**Passage**:
·····

Tutorial: Customise racoon_clip

How to pass workflow parameters to racoon_clip

You can specify all workflow parameters and options of racoon_clip either directly in the command line or in a config file config.yaml file.

Here is a config file listing all default options. This tutorial will walk you through most parameters, you can find a complete explanation of all parameters here.

# Where to put results
wdir: "." # No backslash in the end of the path
# input
infiles: "" # one un-demultiplexed file or multiple demultiplexed files

#SAMPLES
experiment_groups: "" # txt file with group space sample per row
experiment_group_file: ""
seq_format: "-Q33" # -Q33 for Illumina -Q64 for Sanger needed by fastX

# barcodes
barcodeLength: "" # if already demux = umi1_len
minBaseQuality: 10
umi1_len: "" # antisense of used barcodes --> this is the 3' umi of the original barcode
umi2_len: 0
total_barcode_len: 0
encode: False

experiment_type: "other" # one of "iCLIP", "iCLIP2", "iCLIP3", "eCLIP_5ntUMI", "eCLIP_10ntUMI", "eCLIP_ENCODE_5ntUMI", "eCLIP_ENCODE_10ntUMI", "noBarcode_noUMI" or "other" (if not "other this will overwrite "barcodeLength", "umi1_len", "umi2_len", "total_barcode_len", "encode_umi")

·····

**Data shown**:

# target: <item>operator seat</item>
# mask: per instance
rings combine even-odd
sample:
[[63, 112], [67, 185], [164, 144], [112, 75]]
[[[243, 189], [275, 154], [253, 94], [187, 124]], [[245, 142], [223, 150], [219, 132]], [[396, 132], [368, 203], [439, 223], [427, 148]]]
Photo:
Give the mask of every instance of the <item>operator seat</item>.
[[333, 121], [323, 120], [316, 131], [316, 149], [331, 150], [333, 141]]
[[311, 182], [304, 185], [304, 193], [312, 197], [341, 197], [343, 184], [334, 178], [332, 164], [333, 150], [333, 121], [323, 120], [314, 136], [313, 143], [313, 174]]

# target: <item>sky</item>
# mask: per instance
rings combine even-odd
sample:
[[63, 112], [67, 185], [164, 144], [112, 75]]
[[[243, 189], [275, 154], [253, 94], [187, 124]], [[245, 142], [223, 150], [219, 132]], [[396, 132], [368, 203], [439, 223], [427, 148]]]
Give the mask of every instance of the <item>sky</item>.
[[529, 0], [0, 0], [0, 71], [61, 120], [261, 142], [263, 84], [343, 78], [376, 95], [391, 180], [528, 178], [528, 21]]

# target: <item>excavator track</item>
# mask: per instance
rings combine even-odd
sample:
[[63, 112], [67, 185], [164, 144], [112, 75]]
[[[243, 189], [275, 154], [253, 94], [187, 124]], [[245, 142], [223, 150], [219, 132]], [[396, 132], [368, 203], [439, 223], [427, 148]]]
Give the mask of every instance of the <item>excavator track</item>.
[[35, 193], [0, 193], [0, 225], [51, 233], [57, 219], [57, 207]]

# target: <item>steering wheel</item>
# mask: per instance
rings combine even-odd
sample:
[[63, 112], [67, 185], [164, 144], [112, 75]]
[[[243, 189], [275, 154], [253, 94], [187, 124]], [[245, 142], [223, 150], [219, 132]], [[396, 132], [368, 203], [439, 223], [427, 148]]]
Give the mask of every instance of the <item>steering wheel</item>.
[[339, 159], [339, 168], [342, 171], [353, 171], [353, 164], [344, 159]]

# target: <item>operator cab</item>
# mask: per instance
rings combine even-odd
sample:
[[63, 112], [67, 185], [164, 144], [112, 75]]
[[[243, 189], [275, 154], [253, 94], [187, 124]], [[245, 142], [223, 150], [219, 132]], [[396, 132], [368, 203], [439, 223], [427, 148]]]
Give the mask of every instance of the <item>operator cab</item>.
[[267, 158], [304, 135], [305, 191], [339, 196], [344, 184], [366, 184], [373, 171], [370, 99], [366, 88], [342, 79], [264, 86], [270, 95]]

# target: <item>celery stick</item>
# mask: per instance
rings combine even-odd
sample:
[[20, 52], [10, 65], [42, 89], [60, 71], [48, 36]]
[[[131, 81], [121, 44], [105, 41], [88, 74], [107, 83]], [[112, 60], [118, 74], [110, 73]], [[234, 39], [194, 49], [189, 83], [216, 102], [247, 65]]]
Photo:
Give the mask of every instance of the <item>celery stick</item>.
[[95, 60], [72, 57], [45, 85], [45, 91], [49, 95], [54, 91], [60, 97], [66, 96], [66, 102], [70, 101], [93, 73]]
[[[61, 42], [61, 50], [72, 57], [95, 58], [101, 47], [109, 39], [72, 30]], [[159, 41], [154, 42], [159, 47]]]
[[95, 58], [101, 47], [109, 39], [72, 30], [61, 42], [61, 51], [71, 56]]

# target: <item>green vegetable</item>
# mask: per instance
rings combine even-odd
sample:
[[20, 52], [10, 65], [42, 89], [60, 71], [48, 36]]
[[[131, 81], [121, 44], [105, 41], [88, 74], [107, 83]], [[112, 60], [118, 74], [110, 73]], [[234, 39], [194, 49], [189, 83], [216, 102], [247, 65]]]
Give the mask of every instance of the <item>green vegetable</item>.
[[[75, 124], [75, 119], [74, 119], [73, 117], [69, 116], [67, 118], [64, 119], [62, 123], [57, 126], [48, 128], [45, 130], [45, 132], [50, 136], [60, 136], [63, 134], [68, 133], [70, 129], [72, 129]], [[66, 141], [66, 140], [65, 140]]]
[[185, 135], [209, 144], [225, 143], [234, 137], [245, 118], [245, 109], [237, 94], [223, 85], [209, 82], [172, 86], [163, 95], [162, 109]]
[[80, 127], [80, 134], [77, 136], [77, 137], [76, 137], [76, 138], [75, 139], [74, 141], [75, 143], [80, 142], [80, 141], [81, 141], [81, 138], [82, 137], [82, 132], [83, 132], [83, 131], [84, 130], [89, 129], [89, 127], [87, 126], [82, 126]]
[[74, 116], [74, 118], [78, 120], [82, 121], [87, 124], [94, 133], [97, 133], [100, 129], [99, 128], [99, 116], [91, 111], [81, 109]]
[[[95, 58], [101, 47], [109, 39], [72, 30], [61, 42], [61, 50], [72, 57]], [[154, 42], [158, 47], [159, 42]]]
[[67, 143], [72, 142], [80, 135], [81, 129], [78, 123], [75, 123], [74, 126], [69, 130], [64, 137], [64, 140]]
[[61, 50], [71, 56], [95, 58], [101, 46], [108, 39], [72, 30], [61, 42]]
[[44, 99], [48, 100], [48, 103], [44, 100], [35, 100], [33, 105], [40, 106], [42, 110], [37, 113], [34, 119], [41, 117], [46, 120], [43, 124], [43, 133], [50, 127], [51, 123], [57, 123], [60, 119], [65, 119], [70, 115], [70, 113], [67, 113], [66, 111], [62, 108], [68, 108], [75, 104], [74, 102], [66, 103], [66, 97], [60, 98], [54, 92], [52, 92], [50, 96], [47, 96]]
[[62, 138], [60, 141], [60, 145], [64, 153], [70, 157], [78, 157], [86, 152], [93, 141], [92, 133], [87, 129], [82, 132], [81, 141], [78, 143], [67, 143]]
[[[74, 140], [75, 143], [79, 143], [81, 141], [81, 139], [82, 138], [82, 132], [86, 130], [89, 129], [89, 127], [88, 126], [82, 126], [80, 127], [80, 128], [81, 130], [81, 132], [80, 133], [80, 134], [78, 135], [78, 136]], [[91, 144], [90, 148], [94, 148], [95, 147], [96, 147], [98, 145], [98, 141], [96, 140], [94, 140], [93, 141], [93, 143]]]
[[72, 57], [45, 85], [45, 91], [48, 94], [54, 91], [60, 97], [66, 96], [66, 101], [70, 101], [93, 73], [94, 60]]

·····

Reproduce the part of the racoon_clip tutorial above word for word, starting at "Tutorial: Customise racoon_clip" and ending at "all parameters here.".

Tutorial: Customise racoon_clip

How to pass workflow parameters to racoon_clip

You can specify all workflow parameters and options of racoon_clip either directly in the command line or in a config file config.yaml file.

Here is a config file listing all default options. This tutorial will walk you through most parameters, you can find a complete explanation of all parameters here.